[GOAL] What follows is a set of records, each of which is to be written out exactly.

[PROVIDED ENTRIES]
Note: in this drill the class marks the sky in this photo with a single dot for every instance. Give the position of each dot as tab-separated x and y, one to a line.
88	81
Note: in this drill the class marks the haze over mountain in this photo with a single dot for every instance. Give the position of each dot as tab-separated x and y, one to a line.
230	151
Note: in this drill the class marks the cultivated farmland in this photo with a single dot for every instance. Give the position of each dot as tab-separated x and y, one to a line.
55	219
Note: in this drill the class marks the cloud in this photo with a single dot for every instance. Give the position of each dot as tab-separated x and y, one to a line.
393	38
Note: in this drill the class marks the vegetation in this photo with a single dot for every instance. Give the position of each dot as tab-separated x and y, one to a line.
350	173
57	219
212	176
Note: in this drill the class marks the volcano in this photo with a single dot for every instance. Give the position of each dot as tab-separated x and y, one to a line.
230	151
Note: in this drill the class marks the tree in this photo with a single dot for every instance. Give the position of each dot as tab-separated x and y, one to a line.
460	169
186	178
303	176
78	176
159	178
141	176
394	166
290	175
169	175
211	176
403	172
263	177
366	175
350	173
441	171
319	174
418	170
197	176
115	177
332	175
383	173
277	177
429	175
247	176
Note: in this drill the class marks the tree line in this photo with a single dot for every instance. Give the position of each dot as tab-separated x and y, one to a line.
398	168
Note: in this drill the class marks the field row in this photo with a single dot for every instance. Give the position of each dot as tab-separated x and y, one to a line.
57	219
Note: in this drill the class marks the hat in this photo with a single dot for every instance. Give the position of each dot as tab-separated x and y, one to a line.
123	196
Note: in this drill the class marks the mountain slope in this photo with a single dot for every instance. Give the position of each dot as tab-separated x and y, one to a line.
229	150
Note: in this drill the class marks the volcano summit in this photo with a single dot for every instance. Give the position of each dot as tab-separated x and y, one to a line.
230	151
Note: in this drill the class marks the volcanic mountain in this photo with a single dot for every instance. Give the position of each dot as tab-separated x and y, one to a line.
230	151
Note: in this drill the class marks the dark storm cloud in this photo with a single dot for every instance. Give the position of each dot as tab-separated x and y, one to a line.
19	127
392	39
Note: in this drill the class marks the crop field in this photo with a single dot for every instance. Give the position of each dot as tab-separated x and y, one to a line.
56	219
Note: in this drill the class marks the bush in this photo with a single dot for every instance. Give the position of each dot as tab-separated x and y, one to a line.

[SOLUTION TO THIS EXERCISE]
Note: in this drill the class marks the sky in this photo with a single dot for every instance. Give the position of each dot as tab-separated x and y, one to a line.
88	81
Note: in this drill the class marks the haze over mountain in this photo with a single dot for every instance. Give the position of each dot as tab-separated x and y, one to a line.
230	151
Note: in this drill the class marks the cultivated farmland in this photo with a single dot for every instance. Give the position of each dot as tab-separated x and y, one to a line.
55	219
Note: in this drill the class marks the cloud in this photo with a single dot for every instance. Give the position of each dot as tab-separated x and y, one to a line.
393	38
Note: in this drill the class marks the vegetation in this photo with a single dot for every instance. Give the position of each dot as tab-separated x and y, one to a line.
350	173
57	219
212	176
Note: in this drill the class marks the volcano in this photo with a single dot for every instance. Give the position of each dot as tab-separated x and y, one to a line.
230	151
Note: in this drill the class marks the tree in this photo with a single dot for every instance. Give the position of each dot as tab-separated x and y, one to a line.
460	169
186	178
303	176
78	176
159	178
141	176
394	166
290	175
169	175
211	176
403	172
263	177
366	175
350	173
441	171
319	174
418	170
197	176
115	177
332	175
383	173
277	177
429	175
247	176
Note: in this drill the class marks the tree line in this photo with a single dot for every instance. Give the position of each dot as tab-separated x and y, one to a line.
398	168
Note: in this drill the class marks the field row in this photo with a single dot for every instance. Give the position of each dot as tab-separated x and y, one to a line.
57	219
Note: in this drill the class marks the hat in this photo with a single dot for every instance. Give the position of each dot as tab-separated x and y, one to a line.
123	196
Note: in this drill the class marks the mountain slope in this photo with a single dot for every instance. Give the position of each dot as tab-separated x and y, one to a line.
229	150
Note: in this drill the class marks the volcano summit in this photo with a single dot for every instance. Give the position of each dot as tab-separated x and y, one to a line.
230	151
Note: in this drill the class marks the volcanic mountain in this photo with a single dot for every instance. Give the position of each dot as tab-separated x and y, one to a line.
230	151
Note: in this drill the class marks the dark storm cloud in this photo with a single dot for every instance. Give the position of each dot as tab-separated x and y, one to a line.
19	127
392	39
Note: in this drill the class marks the crop field in this photo with a single dot for every instance. Give the position of each dot as tab-separated x and y, one to a line.
56	219
Note: in this drill the class marks the bush in this photo with a single dot for every instance. Give the position of each dot as tab-separated x and y, one to a line.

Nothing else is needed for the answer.